DATA TO USE:
***
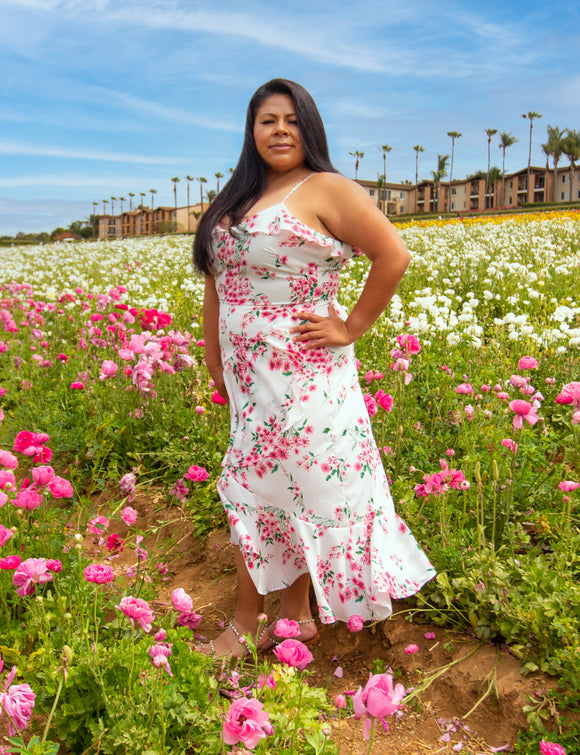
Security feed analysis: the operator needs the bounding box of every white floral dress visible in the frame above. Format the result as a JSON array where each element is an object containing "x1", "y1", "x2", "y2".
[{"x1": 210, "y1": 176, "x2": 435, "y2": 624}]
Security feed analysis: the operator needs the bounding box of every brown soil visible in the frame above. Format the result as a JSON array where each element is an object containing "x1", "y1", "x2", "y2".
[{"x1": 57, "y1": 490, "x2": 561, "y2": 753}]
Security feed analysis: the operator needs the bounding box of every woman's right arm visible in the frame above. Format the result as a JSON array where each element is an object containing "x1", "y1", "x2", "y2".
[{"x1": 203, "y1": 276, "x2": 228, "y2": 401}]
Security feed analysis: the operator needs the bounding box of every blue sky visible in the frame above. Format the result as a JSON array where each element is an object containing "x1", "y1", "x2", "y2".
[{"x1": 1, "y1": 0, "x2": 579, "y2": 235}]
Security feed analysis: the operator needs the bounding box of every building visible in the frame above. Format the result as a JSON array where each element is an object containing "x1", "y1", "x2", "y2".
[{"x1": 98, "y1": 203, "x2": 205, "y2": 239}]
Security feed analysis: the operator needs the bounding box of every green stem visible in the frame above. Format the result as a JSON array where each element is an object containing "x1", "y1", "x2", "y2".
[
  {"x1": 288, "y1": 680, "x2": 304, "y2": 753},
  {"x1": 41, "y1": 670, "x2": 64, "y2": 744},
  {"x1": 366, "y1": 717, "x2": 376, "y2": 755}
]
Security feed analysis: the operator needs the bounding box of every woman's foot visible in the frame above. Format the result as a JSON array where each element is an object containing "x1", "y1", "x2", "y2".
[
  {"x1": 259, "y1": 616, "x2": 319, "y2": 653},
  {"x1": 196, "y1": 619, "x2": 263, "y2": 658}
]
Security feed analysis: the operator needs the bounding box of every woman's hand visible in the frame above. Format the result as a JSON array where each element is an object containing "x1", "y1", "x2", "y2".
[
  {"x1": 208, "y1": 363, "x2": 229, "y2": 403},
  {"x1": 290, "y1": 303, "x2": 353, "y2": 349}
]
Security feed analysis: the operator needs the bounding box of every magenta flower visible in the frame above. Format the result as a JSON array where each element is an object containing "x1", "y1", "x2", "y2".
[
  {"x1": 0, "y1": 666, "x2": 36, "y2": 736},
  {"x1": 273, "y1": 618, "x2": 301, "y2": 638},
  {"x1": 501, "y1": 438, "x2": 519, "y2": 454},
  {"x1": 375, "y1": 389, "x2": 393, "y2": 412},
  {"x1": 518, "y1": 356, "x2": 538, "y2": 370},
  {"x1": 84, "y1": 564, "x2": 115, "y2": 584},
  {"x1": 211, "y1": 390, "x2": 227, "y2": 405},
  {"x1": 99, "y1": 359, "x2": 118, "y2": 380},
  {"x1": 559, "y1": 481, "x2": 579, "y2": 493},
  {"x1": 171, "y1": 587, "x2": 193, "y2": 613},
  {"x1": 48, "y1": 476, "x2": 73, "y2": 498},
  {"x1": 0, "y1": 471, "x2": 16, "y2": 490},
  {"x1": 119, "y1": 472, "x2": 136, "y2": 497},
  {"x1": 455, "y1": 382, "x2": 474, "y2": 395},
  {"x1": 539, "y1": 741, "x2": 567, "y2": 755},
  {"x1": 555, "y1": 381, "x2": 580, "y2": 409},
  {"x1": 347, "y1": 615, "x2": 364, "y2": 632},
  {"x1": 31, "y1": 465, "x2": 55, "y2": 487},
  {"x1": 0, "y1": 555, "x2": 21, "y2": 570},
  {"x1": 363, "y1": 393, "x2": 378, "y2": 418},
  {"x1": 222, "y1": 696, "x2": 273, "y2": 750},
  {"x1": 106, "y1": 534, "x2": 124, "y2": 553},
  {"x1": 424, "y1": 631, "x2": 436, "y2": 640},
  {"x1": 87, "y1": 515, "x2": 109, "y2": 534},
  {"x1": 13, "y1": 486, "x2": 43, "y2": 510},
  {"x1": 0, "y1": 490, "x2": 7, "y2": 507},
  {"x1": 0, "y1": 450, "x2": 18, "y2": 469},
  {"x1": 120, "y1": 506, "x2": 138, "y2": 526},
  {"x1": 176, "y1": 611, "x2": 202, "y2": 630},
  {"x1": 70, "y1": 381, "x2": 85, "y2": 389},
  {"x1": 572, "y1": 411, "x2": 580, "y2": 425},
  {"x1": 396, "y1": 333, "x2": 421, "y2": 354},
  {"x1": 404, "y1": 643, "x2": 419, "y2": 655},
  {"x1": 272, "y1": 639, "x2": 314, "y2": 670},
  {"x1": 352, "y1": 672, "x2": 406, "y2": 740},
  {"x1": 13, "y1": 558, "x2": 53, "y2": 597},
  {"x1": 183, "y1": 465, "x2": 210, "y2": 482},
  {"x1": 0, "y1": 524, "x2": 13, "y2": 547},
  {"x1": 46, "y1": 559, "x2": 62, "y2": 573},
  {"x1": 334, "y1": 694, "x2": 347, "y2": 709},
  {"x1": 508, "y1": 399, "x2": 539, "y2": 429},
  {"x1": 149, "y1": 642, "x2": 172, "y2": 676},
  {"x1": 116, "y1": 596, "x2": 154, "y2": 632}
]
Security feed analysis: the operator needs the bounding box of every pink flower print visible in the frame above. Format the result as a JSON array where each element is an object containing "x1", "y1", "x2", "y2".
***
WHAT THE TASK REQUIRES:
Would you retype every record above exactly, leaving out the pictures?

REPLY TO THE EXERCISE:
Security feed analysis: the operator needs the bounding box of every white floral dress visible in the frame above. Format the result as a JSON array where each element is an object containing "x1", "y1", "x2", "y2".
[{"x1": 210, "y1": 176, "x2": 435, "y2": 624}]
Security feed analysis: the operator needs the bounding box of every brown soil visible in the frame above. Format the result as a JSON array where each element is an object containing "x1", "y1", "x2", "y2".
[{"x1": 57, "y1": 490, "x2": 561, "y2": 753}]
Security feed analysis: the operator needs the bounding box of every woman's right arm visible in the frame above. Format the result as a JSON array where each element is an object containing "x1", "y1", "x2", "y2".
[{"x1": 203, "y1": 276, "x2": 228, "y2": 401}]
Security feed analysis: the operator needs the bounding box of every blue sky visible in the frame above. Format the result as a JSON array where each element is an object containing "x1", "y1", "x2", "y2".
[{"x1": 1, "y1": 0, "x2": 579, "y2": 235}]
Security feed analysis: the operator needs the bounding box of every building visible in the frame above. Format the result as a JSON array where each element is an object containing "x1", "y1", "x2", "y2".
[{"x1": 98, "y1": 203, "x2": 205, "y2": 239}]
Security feed analysis: the operator needs the bounding box of every green stem visible in the frame above. Format the result as a JSON array where each element is an object containing "x1", "y1", "x2", "y2".
[
  {"x1": 288, "y1": 680, "x2": 304, "y2": 753},
  {"x1": 41, "y1": 670, "x2": 64, "y2": 744},
  {"x1": 366, "y1": 717, "x2": 376, "y2": 755}
]
Security feed analysis: the operator needs the bounding box of every woman's foot visible in the frame above. Format the result as a JSON array where each element is an object containing "x1", "y1", "x2", "y2".
[
  {"x1": 259, "y1": 616, "x2": 319, "y2": 653},
  {"x1": 196, "y1": 619, "x2": 263, "y2": 658}
]
Security feed analysis: the operator needs the bounding box of every woman's hand visible in the frame above. Format the result as a JSON array where each element is an object containing "x1", "y1", "x2", "y2".
[
  {"x1": 208, "y1": 363, "x2": 229, "y2": 403},
  {"x1": 290, "y1": 303, "x2": 353, "y2": 349}
]
Security feed analysis: the operator needs the bounding box of every magenta flower visible in the frame above. Format the result as a JSON array where each element is an object containing "x1", "y1", "x2", "y2".
[
  {"x1": 0, "y1": 666, "x2": 36, "y2": 736},
  {"x1": 273, "y1": 618, "x2": 301, "y2": 638},
  {"x1": 501, "y1": 438, "x2": 519, "y2": 454},
  {"x1": 375, "y1": 389, "x2": 393, "y2": 412},
  {"x1": 518, "y1": 356, "x2": 538, "y2": 370},
  {"x1": 84, "y1": 564, "x2": 115, "y2": 584},
  {"x1": 211, "y1": 390, "x2": 227, "y2": 405},
  {"x1": 99, "y1": 359, "x2": 118, "y2": 380},
  {"x1": 559, "y1": 481, "x2": 579, "y2": 493},
  {"x1": 171, "y1": 587, "x2": 193, "y2": 613},
  {"x1": 48, "y1": 476, "x2": 73, "y2": 498},
  {"x1": 0, "y1": 471, "x2": 16, "y2": 490},
  {"x1": 119, "y1": 472, "x2": 136, "y2": 497},
  {"x1": 455, "y1": 382, "x2": 474, "y2": 395},
  {"x1": 539, "y1": 741, "x2": 567, "y2": 755},
  {"x1": 555, "y1": 381, "x2": 580, "y2": 409},
  {"x1": 347, "y1": 615, "x2": 364, "y2": 632},
  {"x1": 31, "y1": 465, "x2": 55, "y2": 487},
  {"x1": 0, "y1": 555, "x2": 21, "y2": 570},
  {"x1": 363, "y1": 393, "x2": 378, "y2": 418},
  {"x1": 222, "y1": 696, "x2": 273, "y2": 750},
  {"x1": 106, "y1": 534, "x2": 124, "y2": 553},
  {"x1": 424, "y1": 631, "x2": 436, "y2": 640},
  {"x1": 87, "y1": 515, "x2": 109, "y2": 534},
  {"x1": 13, "y1": 486, "x2": 43, "y2": 510},
  {"x1": 0, "y1": 490, "x2": 7, "y2": 507},
  {"x1": 0, "y1": 450, "x2": 18, "y2": 469},
  {"x1": 120, "y1": 506, "x2": 138, "y2": 526},
  {"x1": 176, "y1": 611, "x2": 202, "y2": 630},
  {"x1": 70, "y1": 381, "x2": 85, "y2": 389},
  {"x1": 572, "y1": 411, "x2": 580, "y2": 425},
  {"x1": 396, "y1": 333, "x2": 421, "y2": 354},
  {"x1": 404, "y1": 643, "x2": 419, "y2": 655},
  {"x1": 272, "y1": 639, "x2": 314, "y2": 670},
  {"x1": 352, "y1": 672, "x2": 406, "y2": 740},
  {"x1": 13, "y1": 558, "x2": 53, "y2": 597},
  {"x1": 183, "y1": 465, "x2": 210, "y2": 482},
  {"x1": 0, "y1": 524, "x2": 13, "y2": 547},
  {"x1": 46, "y1": 559, "x2": 62, "y2": 573},
  {"x1": 334, "y1": 694, "x2": 347, "y2": 709},
  {"x1": 508, "y1": 399, "x2": 539, "y2": 429},
  {"x1": 149, "y1": 642, "x2": 172, "y2": 676},
  {"x1": 116, "y1": 596, "x2": 154, "y2": 632}
]
Security feed analysis: the operator needs the bounding box of every pink flower print visible in the frame above. Format the result as a JSON array where each element is an object containing "x1", "y1", "x2", "y2".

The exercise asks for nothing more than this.